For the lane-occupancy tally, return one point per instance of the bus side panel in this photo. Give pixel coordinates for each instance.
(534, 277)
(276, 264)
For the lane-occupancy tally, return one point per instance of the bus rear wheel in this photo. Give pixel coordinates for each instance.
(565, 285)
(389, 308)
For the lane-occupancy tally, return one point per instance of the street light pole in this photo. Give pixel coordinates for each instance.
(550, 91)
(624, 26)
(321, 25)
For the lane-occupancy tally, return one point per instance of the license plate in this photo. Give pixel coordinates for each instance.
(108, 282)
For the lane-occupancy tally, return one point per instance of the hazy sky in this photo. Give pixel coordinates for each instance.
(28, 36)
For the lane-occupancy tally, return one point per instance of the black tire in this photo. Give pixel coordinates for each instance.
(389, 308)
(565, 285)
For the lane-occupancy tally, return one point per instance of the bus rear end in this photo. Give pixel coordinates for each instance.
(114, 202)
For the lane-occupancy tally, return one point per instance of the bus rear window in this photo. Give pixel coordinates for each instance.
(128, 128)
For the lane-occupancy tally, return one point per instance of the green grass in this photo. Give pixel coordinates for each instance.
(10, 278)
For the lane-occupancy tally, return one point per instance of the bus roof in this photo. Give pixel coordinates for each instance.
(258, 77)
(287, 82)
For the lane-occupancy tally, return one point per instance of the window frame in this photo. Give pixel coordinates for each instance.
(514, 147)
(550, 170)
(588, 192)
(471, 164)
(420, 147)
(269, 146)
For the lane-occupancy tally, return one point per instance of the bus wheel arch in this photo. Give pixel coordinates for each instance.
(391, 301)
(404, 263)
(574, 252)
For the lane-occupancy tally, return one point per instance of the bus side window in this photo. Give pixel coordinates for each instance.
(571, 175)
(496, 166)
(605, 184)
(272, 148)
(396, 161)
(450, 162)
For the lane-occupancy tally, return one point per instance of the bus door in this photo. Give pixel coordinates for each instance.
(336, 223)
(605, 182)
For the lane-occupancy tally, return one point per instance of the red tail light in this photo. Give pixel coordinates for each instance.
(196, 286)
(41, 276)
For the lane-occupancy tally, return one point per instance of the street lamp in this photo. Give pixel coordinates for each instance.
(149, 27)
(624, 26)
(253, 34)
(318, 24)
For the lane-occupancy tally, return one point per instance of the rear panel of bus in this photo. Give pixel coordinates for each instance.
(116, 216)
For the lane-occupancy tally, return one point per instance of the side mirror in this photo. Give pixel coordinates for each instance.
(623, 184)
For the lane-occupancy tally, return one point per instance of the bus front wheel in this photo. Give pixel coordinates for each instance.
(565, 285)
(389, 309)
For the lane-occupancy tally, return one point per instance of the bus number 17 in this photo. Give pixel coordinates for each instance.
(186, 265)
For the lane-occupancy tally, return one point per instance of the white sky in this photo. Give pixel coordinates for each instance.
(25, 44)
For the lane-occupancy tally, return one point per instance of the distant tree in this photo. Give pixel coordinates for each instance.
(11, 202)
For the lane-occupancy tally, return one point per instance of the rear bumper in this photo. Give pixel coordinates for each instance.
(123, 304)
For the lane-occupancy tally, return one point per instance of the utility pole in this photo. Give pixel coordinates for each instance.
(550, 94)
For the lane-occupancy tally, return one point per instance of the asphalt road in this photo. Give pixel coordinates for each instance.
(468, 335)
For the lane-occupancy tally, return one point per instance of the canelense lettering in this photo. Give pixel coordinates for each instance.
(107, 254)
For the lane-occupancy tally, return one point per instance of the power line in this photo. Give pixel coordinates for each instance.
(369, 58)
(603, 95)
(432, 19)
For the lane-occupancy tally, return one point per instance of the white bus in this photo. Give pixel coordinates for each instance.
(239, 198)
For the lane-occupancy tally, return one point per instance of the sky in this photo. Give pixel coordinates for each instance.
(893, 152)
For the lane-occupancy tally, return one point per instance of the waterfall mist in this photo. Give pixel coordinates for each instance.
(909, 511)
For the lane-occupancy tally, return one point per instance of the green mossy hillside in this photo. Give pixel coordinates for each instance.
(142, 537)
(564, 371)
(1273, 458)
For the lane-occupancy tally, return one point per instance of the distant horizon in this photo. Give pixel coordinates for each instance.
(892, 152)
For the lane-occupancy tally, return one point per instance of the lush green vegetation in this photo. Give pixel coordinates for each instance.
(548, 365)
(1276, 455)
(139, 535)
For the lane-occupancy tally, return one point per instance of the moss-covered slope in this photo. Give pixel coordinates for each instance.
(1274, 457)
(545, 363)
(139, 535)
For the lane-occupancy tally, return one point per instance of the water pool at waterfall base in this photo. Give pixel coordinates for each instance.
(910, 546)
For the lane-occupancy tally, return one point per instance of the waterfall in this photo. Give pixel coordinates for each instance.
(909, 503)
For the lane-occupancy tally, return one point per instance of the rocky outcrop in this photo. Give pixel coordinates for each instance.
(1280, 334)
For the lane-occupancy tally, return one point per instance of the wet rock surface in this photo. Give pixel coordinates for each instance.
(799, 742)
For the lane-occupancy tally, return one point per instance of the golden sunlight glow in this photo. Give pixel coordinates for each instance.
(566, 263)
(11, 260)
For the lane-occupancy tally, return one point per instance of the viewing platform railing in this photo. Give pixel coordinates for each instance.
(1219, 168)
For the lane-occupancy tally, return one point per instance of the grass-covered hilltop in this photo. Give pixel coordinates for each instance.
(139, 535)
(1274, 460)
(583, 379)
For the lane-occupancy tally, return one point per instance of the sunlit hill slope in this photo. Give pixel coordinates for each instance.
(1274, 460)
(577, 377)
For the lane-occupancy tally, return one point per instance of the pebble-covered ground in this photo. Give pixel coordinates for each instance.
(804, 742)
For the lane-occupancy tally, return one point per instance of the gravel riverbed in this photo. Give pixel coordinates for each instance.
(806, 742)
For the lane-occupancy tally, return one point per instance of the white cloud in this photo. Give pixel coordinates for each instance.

::::

Write out all of the lines above again, putting "traffic survey" wherever "lane-occupancy tally" appears and leaving everything else unchanged.

**FINISHED TASK:**
For the traffic survey, return one point per instance of the bus side panel in this photo. Give pixel coordinates for each instance.
(534, 277)
(276, 264)
For the traffic survey, return one point per instance of the bus rear wheel in this photo. Give pixel coordinates for each instance.
(565, 285)
(389, 308)
For the traffic survey, return one point per instance of the street light pole in this photo. Give pixel coordinates for each instance.
(550, 91)
(624, 26)
(321, 25)
For the traffic survey, return one point per instance of the license plate in this photo. Give pixel coordinates for each instance.
(108, 282)
For the traffic survey, return one point per instance of the hazy sky in this photo. Give pixel coordinates for each instance.
(28, 36)
For the traffic survey, return one point per instance of the black tire in this photo. Give pixel coordinates for each instance.
(389, 308)
(565, 285)
For the traffic survey, return one point per instance of the bus rear end in this photo. Give pixel coordinates for each instance.
(114, 202)
For the traffic survey, return one point per instance of the bus rear window in this photo. Give pixel coordinates for each instance.
(128, 128)
For the traffic survey, return one point per instance of the green grass in this photo. Give pixel coordinates for each instance.
(10, 278)
For the traffic survey, return one point per instance of the bus roof in this photo. Give pixel coordinates for each instance.
(258, 77)
(287, 82)
For the traffic survey, return one point per instance of the window frame in this photo. Give pixel coordinates for each instance.
(514, 147)
(550, 170)
(588, 192)
(471, 164)
(420, 147)
(269, 146)
For the traffic survey, return one point per instance of the bus wheel arch in this photo. Give pixel coordinates for each instance.
(391, 301)
(404, 263)
(574, 252)
For the traffic survey, return one point per instance of the bus side window in this photo. Give pixel coordinates for each instance.
(571, 175)
(496, 166)
(605, 184)
(272, 148)
(396, 161)
(450, 162)
For the traffic survey, return one point per instance of the bus door in this photo. Give pixel coordinates for each instance.
(336, 223)
(605, 182)
For the traffic survey, return one point per instance of the red tail light in this photo. Give pixel coordinates for each instance.
(196, 286)
(41, 276)
For the traffic survey, return one point per instance of the street lamp in this photo. Give pixel coordinates for each instance.
(149, 27)
(624, 26)
(253, 34)
(318, 24)
For the traffic survey, return one point per instance of the rear panel of bus in this photo. Give pixel coordinates for each instance.
(116, 216)
For the traffic survey, return one point per instance of the side mirror in this photo. Give pixel coordinates for each instance.
(623, 184)
For the traffic survey, return one point per instance of the bus front wheel in this photo. Give pixel coordinates for each instance.
(565, 285)
(389, 309)
For the traffic survey, return one point per instance of the bus number 17 in this photo. Give pixel coordinates for each instance.
(186, 265)
For the traffic survey, return one point per instance of the white sky in this photo. Give pixel coordinates for each instance.
(25, 44)
For the traffic survey, return one point per instance of the distant tree in this photo. Give pixel coordinates for each instance.
(11, 202)
For the traffic survey, return one point per instance of the rear bumper in this photo. Give pixel coordinates for each instance.
(123, 304)
For the traffic survey, return one point per instance of the utility pole in this photo. Give pixel coordinates for each instance.
(550, 94)
For the traffic survey, return one point per instance of the asphalt road in this photo. Give pixel coordinates for each instance.
(468, 335)
For the traffic survey, return one point per instance of the canelense lettering in this photo. Give pixel coordinates for each instance.
(107, 254)
For the traffic survey, return one point per instance of the power line in this photo. Give pixel coordinates for each instance.
(369, 58)
(603, 95)
(432, 19)
For the traffic survey, return one point per instance of the white bus in this photo. Give pixel coordinates for each instance.
(239, 198)
For the traffic survey, return one point per instance of the sky in this photo. Give pixel coordinates for each instance.
(893, 152)
For the traffic survey, return one point per instance of the waterfall mist in this photo. Give pixel coordinates for each instance.
(909, 511)
For the traffic survey, return one point per instance of the green mossy hillside in this photo. Give pixel coordinates for each instance.
(142, 537)
(564, 371)
(1273, 458)
For the traffic survey, return one point per instance of the distant horizon in this photo. Give pixel coordinates for each instance.
(892, 152)
For the traffic survey, return one point per instance of the lush green vegetation in this photo. Give pixel coordinates for each instance.
(548, 365)
(1276, 455)
(139, 535)
For the traffic survey, return one point per instance of the moss-covered slope in this photo. Give pixel coordinates for each instance.
(1274, 457)
(545, 363)
(139, 535)
For the traffic survey, return one point per instance of the water pool at waterfall base in this photo. Give pixel coordinates for each instance.
(910, 546)
For the traffic survey, return one point per instance of the waterfall in this photo. Give pixel coordinates for each instance.
(909, 503)
For the traffic survey, return one point per instance of the rocky outcrop in this photo. Give pixel coordinates for each instance.
(1280, 334)
For the traffic survey, return one point per instance of the wet rock surface in this photo. Give pixel coordinates for each instance.
(799, 742)
For the traffic survey, return one point per instance of the golden sunlight glow in this photo. Give pixel coordinates for each instance.
(566, 263)
(11, 260)
For the traffic survey, return one point per instance of the viewing platform railing in this photo. Give pixel coordinates for each instance.
(1219, 168)
For the traffic survey, return one point per instance of the grass-covered hilltop in this photo. Give pixel coordinates for each instance.
(139, 535)
(1274, 460)
(583, 379)
For the traffic survey, return one point per instance of the sunlit hill slope in this photo. Give pixel coordinates for each instance.
(1274, 460)
(577, 377)
For the traffic survey, return one point per instance of the pebble-covered ground in this photo. Give pixel coordinates for each instance.
(804, 742)
For the traffic survey, return one point per instance of the gravel riverbed in this photo. Give pixel coordinates for each instance.
(806, 742)
For the traffic survey, return one point per instance of the white cloud in this photo. Give pixel coordinates for each instance.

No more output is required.